§ **How to complete this task**
All records below are to be duplicated exactly, with every picture excluded.

§ **Task data**

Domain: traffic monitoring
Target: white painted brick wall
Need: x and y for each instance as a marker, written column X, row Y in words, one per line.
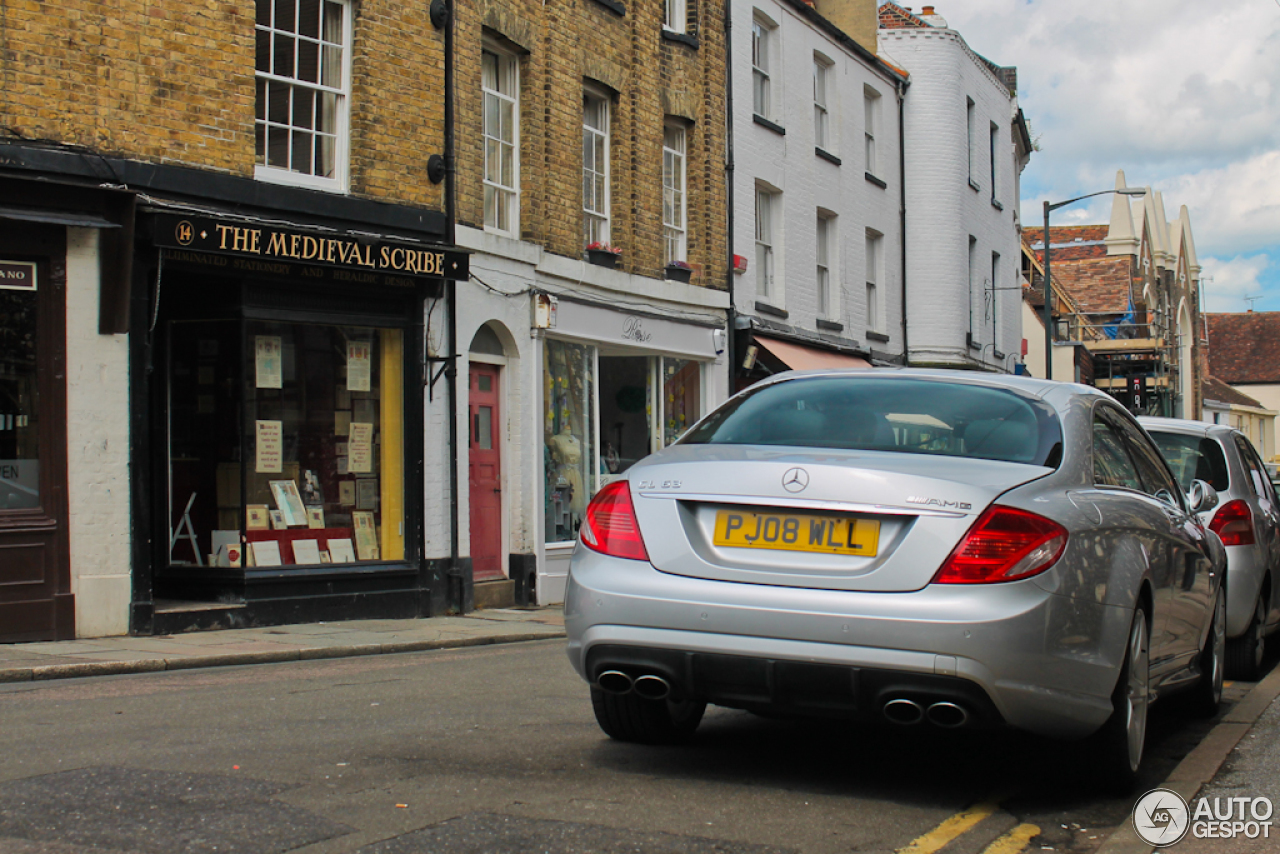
column 97, row 451
column 808, row 182
column 944, row 210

§ **Solution for this task**
Domain: traffic monitoring
Target: white painted brick wall
Need: x and y for each instance as a marker, written column X, row Y in words, one per line.
column 97, row 451
column 808, row 182
column 944, row 210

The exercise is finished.